AUFGABENSTELLUNG: Gib aus dem vorliegenden Text zum Reformationsgedenken einen Abschnitt wortgetreu wieder. Beginne bei den Worten „Einen Grund gibt“ und höre nach den Worten „für das Reformationsgedenken.“ auf.

VORLIEGENDER TEXT:
▶
Einen Grund gibt Zulehner selber an: „Wir zahlen einen wahnsinnigen Preis für die Aufladung der Reformationsgeschichte mit Gewalt.“ Durch die Spaltung und gegenseitige Beschuldigungen hätten beide Kirchen dazu beigetragen, dass viele Menschen nicht mehr an Gott glauben können, weil bis heute Reformation mit Krieg und Gewalt assoziiert werde: Auch das sei ein Thema für das Reformationsgedenken.

Auf die Notwendigkeit, diese schwierigen Kapitel beim Gedenken mit einzubeziehen, wies auch Bischof Bünker in seiner Rede hin.

„Es ist wichtig, dass wir nichts Belastendes aus der Geschichte unter den Teppich kehren! Auch nicht die Schattenseiten, die es ja ohne weiteres gegeben hat, ich denke da zum Beispiel an die judenfeindlichen Äußerungen Martin Luthers. Aber der Blick richtet sich nicht nur zurück, er richtet sich nach vorn. Wir wollen für 2017 einladen unter der Überschrift ‚Erinnern für die Zukunft’, denn die Zukunft ist das, was uns beschäftigt.“

Die Reformation ist eine Weltbürgerin

Bünker, der auch Generalsekretär der Gemeinschaft Evangelischer Kirchen in Europa (GEKE) ist, betont besonders den Beitrag der Kirchen der Reformation für Europa. Die Bewegung des 16. Jahrhunderts habe immer schon eine weitere Dimension gehabt, „Die Reformation ist eine Weltbürgerin", so der Bischof wörtlich. Die befreiende Erfahrung des wiederentdeckten Evangeliums habe zu einer Neubestimmung im Verhältnis des Menschen zu Gott, zu sich selbst und zu den Mitmenschen geführt. Das könne und müsse auch heute konkret benannt werden:

„Evangelisch in Europa heißt immer auch evangelisch für Europa: für das Zusammenleben in der Vielfalt der Kulturen, der Ethnien, der Religionen, auf der Grundlage der gleichen Rechte für alle. Und es ist auch dieser reformatorische Impuls, der uns dafür eintreten lässt, dass die gleichen Rechte für alle auch für die Religionsgemeinschaften in Österreich gelten sollen und gelten müssen.“

Gerade das zunehmend säkulare Europa brauche das öffentliche Wirken der Kirchen und Religionen, so der Bischof in seiner Rede in der Akademie der Wissenschaften.
◀
DATENZEILEN:
▶
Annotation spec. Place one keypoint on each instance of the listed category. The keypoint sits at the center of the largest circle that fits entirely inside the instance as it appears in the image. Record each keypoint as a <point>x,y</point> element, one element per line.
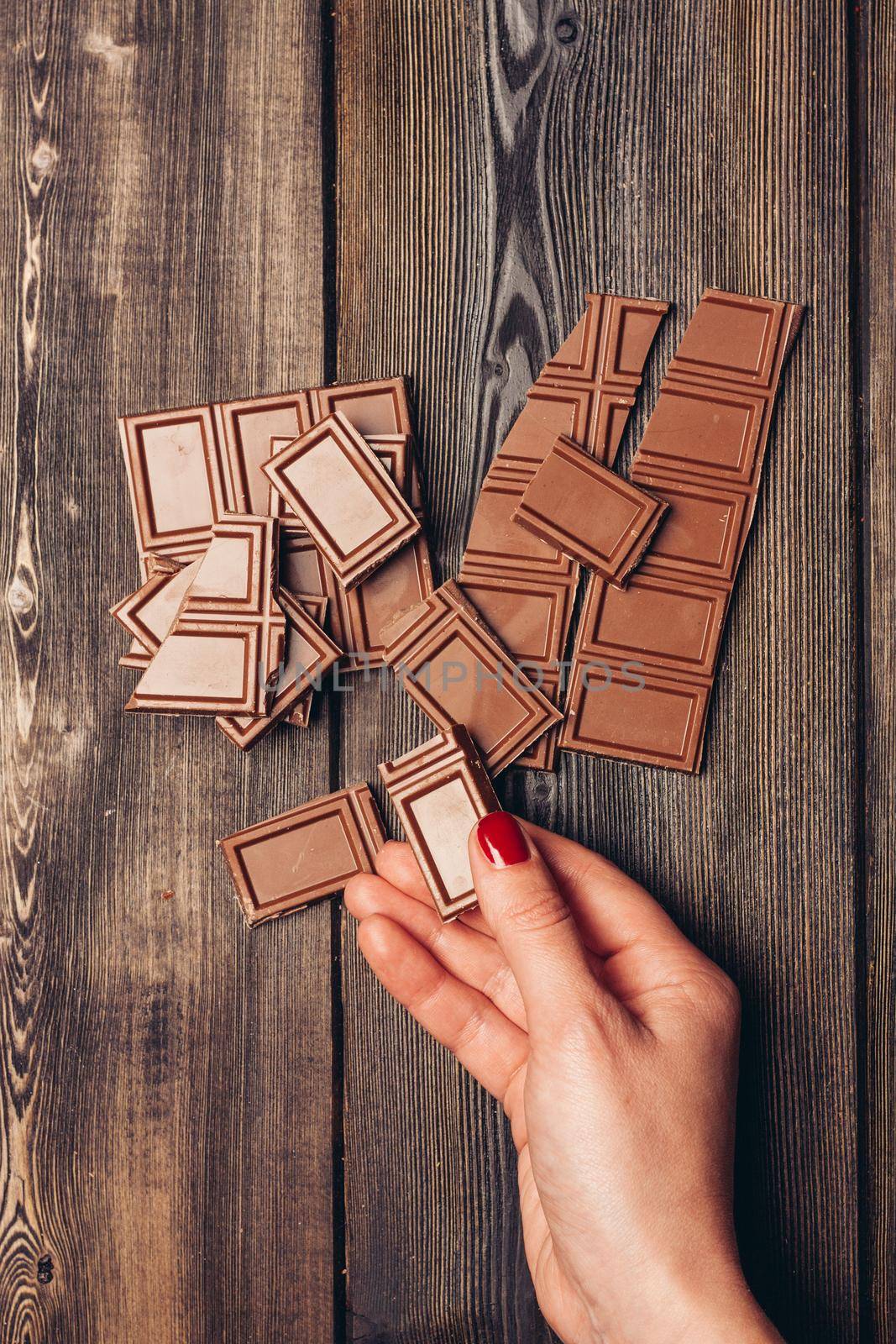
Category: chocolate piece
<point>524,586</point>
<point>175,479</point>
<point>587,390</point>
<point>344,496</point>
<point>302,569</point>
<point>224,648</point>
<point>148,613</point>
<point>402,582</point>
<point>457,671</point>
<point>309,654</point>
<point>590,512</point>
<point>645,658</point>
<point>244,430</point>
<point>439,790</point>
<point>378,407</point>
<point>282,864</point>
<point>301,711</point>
◀
▶
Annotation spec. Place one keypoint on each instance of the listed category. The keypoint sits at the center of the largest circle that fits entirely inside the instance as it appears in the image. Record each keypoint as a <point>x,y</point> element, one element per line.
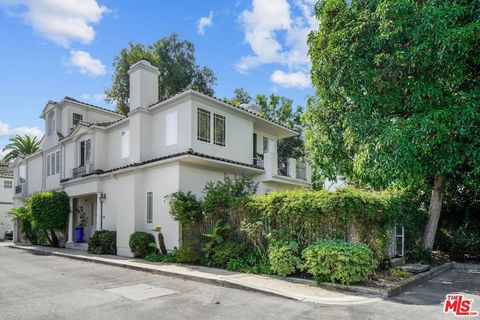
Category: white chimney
◀
▶
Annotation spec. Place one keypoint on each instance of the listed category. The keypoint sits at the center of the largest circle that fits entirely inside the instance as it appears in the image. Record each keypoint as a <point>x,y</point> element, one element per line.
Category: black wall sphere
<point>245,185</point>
◀
SCHRIFTLICHE ANTWORT:
Einen Grund gibt Zulehner selber an: „Wir zahlen einen wahnsinnigen Preis für die Aufladung der Reformationsgeschichte mit Gewalt.“ Durch die Spaltung und gegenseitige Beschuldigungen hätten beide Kirchen dazu beigetragen, dass viele Menschen nicht mehr an Gott glauben können, weil bis heute Reformation mit Krieg und Gewalt assoziiert werde: Auch das sei ein Thema für das Reformationsgedenken.